▸ DOCUMENT
====================

South Dakota Change Network equips community members to make an impact

Founded on the principles of inclusion, diversity and equity, a year-long program in both North and South Dakota helps people pursue change in their communities by taking a hard look at how they communicate and the unconscious biases they may be harboring. 

Change Network is a program developed by National Arts Strategies and funded by the Bush Foundation. Each state’s chapter puts around 15 people through the program each year, and South Dakota Change Network is now accepting applications for its fourth cohort.

The program is free and open to anyone with a desire to make a positive impact in their community, particularly in the aforementioned areas of inclusion, diversity and equity. Applicants should have an idea for how to implement that change, but it should not be highly focused or planned out.

Change Network exists to help people develop their ideas, and flexibility and open-mindedness are crucial to their success. Applicants must identify a ‘champion’—someone in the community who will act as a mentor and support the work they’re pursuing. Additionally, all participants will have the opportunity to apply for a $5,000 grant toward their project.

====================

▸ RECORD EXCERPTS
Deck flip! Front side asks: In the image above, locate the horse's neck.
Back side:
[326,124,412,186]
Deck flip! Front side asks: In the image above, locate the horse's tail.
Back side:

====================

▸ WHAT THE TASK REQUIRES
According to the Change Network article, how much can participants apply for in grant money toward their project?

▸ FINISHED TASK
$5,000